Rows from a pointing dataset:
************

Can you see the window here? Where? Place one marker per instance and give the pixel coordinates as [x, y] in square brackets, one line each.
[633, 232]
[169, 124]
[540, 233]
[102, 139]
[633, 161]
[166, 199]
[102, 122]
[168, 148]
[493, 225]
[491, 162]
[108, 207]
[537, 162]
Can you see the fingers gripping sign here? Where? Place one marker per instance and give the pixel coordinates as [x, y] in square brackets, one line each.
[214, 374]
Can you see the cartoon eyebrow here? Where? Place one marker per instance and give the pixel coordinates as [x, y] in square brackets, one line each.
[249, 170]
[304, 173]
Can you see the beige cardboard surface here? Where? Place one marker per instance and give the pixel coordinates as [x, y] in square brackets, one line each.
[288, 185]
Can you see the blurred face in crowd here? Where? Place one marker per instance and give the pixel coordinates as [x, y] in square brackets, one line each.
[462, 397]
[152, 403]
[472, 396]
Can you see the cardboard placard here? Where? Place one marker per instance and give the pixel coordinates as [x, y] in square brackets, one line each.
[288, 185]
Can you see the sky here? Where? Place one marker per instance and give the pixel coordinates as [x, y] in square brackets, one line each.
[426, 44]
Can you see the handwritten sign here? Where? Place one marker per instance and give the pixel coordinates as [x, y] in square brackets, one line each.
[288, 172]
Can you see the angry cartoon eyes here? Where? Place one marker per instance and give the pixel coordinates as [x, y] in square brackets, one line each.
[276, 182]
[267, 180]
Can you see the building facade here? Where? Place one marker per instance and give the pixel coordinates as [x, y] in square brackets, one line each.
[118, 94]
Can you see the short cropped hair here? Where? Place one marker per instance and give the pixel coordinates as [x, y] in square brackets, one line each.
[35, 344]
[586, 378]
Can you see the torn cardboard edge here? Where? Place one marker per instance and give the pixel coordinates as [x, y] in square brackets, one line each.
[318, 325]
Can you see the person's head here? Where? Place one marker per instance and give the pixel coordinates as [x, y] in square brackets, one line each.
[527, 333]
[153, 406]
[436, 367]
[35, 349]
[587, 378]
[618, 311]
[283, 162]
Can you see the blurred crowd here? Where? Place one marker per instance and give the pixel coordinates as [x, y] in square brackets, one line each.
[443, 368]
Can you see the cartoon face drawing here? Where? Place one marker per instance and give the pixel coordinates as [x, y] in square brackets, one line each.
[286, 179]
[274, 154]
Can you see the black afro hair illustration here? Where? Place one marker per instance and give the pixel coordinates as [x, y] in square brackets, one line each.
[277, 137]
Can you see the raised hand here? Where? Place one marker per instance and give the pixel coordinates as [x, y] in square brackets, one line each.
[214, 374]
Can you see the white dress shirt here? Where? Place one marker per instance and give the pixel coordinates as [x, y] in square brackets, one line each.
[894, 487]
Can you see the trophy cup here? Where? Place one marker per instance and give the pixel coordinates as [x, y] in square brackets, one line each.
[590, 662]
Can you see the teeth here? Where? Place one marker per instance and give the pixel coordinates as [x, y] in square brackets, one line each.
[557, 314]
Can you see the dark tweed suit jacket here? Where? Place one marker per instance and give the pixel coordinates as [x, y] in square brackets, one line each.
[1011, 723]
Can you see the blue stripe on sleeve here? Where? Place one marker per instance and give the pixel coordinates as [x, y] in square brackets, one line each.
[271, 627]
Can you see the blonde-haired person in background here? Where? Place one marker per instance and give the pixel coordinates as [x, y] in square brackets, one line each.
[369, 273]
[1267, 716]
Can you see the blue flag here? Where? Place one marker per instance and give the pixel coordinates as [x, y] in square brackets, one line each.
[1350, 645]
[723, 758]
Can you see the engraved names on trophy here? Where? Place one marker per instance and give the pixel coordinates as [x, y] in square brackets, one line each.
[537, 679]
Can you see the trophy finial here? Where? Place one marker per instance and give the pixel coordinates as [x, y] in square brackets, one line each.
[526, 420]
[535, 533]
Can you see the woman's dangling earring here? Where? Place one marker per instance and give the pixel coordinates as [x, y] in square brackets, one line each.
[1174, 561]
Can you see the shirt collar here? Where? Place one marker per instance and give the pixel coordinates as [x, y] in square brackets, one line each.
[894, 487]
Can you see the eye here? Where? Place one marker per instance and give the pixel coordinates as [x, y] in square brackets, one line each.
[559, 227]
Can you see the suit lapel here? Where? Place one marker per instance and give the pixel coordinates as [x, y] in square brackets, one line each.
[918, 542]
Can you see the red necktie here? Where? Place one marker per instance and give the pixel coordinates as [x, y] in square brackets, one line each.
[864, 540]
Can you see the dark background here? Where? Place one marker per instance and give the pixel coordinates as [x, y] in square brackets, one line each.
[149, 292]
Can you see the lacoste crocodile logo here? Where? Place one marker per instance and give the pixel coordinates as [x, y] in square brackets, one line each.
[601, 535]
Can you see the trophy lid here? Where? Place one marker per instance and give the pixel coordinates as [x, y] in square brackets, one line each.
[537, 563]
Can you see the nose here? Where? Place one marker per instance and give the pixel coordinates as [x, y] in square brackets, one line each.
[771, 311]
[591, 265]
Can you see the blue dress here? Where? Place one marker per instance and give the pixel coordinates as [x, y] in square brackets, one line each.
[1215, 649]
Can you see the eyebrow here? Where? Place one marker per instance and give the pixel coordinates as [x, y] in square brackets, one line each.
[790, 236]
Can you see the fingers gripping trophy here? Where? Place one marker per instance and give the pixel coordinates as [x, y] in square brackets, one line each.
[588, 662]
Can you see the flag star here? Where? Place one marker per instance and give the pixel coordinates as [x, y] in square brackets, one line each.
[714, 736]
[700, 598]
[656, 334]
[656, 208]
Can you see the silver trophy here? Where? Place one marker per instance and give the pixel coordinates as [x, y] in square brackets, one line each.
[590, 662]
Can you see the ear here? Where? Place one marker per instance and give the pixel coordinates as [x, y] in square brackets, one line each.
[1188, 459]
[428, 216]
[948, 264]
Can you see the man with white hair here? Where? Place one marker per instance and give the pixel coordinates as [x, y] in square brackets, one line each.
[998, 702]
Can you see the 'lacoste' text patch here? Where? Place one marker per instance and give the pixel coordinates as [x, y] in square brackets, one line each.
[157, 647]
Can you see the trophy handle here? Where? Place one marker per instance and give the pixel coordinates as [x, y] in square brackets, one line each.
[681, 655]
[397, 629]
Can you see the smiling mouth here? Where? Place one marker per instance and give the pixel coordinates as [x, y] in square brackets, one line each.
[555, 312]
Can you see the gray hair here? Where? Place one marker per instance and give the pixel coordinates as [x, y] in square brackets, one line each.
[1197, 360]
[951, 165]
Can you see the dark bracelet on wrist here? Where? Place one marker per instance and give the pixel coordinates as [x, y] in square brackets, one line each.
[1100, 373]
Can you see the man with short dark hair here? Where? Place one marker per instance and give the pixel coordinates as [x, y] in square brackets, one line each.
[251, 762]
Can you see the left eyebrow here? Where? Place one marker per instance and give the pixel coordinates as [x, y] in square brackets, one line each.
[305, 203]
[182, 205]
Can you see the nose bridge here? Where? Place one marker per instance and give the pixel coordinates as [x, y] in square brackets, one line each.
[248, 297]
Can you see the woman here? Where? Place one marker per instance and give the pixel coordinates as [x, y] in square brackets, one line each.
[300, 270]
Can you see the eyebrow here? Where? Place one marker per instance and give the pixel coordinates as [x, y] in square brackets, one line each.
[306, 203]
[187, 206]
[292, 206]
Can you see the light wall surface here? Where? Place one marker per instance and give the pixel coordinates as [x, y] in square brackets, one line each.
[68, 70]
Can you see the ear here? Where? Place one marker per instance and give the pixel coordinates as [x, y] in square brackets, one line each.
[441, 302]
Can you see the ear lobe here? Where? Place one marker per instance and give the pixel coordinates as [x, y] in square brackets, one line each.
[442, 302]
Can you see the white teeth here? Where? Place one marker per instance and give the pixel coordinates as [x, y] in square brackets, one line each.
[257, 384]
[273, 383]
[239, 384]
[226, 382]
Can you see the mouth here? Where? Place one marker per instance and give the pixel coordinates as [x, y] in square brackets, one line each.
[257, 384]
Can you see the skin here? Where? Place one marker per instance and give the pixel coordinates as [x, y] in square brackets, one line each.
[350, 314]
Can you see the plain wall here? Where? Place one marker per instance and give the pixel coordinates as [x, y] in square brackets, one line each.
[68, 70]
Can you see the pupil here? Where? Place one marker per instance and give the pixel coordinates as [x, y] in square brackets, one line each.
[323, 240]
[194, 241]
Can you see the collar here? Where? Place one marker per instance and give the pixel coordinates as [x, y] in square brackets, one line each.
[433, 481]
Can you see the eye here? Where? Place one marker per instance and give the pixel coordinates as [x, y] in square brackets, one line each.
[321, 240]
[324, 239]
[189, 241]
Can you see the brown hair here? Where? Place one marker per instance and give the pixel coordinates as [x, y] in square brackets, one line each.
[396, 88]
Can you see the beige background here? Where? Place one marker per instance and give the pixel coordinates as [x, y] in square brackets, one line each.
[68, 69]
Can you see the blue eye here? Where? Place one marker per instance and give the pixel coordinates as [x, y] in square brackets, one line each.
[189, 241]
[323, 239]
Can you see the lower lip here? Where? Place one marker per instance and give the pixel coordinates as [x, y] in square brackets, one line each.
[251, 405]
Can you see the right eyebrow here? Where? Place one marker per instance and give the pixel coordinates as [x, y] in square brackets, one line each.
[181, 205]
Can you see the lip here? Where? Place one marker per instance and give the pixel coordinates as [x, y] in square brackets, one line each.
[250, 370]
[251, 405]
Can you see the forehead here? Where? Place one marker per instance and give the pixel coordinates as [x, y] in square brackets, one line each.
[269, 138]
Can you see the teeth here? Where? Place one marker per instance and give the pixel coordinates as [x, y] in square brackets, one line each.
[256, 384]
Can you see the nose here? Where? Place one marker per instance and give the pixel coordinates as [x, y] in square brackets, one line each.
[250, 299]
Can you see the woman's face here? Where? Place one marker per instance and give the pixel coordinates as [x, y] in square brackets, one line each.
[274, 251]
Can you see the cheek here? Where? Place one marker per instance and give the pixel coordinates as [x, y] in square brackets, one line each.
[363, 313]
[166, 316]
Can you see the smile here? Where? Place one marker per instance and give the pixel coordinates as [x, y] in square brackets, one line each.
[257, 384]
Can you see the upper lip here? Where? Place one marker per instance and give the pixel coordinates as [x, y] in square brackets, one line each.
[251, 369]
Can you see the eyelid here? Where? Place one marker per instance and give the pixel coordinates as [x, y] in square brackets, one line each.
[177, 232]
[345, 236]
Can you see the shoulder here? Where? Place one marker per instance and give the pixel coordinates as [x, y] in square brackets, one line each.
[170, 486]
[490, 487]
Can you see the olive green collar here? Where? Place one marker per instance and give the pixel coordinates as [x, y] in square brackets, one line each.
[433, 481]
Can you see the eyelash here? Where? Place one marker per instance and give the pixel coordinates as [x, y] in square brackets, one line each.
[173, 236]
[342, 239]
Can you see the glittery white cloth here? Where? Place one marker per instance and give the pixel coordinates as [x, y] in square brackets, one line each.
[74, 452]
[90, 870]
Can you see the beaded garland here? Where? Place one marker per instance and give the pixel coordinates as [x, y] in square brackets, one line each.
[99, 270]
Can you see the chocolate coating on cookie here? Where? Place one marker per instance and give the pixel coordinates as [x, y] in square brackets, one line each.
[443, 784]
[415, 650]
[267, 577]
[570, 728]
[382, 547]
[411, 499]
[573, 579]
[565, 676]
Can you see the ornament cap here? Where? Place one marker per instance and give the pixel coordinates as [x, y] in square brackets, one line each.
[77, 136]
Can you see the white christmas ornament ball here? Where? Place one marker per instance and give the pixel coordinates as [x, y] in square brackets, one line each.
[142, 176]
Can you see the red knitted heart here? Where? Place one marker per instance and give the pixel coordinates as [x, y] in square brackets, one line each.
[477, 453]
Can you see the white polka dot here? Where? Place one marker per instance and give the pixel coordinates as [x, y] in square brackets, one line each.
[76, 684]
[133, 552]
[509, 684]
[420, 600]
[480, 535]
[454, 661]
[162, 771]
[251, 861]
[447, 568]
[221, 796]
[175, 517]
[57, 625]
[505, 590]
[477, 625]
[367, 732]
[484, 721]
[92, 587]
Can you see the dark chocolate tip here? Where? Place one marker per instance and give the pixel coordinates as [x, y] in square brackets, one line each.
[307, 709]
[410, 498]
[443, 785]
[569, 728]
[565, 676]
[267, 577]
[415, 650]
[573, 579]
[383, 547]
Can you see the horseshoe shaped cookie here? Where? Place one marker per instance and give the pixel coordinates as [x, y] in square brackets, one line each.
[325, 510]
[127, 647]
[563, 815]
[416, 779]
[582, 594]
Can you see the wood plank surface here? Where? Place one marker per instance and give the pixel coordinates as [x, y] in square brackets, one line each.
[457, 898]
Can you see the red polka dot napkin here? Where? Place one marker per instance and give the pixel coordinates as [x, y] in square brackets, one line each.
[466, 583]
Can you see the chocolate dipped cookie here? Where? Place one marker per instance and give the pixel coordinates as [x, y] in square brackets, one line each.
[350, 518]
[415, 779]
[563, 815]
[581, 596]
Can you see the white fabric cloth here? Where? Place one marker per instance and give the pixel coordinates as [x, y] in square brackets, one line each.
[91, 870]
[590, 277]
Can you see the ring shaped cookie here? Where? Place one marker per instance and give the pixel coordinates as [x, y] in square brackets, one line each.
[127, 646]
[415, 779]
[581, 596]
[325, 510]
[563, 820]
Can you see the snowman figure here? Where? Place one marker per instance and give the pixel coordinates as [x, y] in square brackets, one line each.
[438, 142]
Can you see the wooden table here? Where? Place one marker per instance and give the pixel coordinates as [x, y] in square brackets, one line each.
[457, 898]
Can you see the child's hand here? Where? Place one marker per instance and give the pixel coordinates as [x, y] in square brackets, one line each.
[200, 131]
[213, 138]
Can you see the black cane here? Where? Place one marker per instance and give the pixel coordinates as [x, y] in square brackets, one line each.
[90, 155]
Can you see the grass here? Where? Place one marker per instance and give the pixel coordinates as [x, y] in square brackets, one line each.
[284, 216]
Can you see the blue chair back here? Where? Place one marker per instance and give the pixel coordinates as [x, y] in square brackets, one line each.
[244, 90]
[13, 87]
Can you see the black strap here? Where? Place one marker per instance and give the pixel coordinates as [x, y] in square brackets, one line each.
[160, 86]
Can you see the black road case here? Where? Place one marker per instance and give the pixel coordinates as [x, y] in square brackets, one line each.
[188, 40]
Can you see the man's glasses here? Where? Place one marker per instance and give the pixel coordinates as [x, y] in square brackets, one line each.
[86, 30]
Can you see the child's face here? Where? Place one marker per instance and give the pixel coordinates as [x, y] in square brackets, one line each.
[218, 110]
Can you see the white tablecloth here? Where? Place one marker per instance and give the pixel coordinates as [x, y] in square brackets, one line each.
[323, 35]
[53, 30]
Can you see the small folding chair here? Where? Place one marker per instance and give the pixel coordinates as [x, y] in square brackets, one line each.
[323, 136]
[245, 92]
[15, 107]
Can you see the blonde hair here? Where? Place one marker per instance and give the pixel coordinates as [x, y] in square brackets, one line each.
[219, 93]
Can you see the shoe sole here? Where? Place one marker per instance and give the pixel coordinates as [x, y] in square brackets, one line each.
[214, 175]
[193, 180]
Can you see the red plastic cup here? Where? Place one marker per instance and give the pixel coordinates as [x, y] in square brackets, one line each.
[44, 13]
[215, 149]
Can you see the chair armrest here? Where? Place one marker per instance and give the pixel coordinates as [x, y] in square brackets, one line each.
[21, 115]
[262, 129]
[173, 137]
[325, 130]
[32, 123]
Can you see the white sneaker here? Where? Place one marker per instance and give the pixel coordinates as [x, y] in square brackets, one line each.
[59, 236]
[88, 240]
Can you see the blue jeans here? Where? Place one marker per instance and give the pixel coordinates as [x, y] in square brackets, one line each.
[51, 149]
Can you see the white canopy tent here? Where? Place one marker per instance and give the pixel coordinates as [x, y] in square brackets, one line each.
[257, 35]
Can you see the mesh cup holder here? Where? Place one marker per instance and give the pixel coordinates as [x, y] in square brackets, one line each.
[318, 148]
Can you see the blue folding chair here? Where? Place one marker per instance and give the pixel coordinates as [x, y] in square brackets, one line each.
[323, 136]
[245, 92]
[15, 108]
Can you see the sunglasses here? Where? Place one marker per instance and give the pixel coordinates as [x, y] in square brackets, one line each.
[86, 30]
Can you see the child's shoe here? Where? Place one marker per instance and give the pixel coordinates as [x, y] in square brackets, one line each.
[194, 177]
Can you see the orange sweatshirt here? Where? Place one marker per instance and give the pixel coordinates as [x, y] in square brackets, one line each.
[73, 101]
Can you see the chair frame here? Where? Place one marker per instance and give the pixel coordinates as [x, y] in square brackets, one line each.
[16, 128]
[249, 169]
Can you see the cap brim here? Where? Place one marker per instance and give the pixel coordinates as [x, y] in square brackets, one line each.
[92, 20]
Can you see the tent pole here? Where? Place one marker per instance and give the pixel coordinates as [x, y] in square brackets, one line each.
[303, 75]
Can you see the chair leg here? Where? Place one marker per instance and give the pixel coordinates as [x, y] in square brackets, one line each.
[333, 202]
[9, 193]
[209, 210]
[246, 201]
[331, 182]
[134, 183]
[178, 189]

************

» Do this
Reproduce the records above exactly, starting with the line that contains "Can you see the chair frame" and ending with the last line.

» Output below
Can you see the chair frame here? Where? Place one marker per instance and give the pixel coordinates as [x, y] in square brackets, one line each.
[16, 128]
[249, 169]
Can you see the cap brim here? Where? Place one marker per instance and give the pixel coordinates as [x, y] in square brackets, one line each.
[92, 20]
Can you see the tent pole here? Where? Place one marker per instance and give the pixel coordinates as [x, y] in square brackets, one line each.
[303, 75]
Can you see the chair leg here? Where? Place one marker per instance and give the pixel coordinates as [x, y] in square brackets, one line each.
[333, 202]
[9, 193]
[209, 210]
[246, 201]
[331, 182]
[134, 183]
[178, 189]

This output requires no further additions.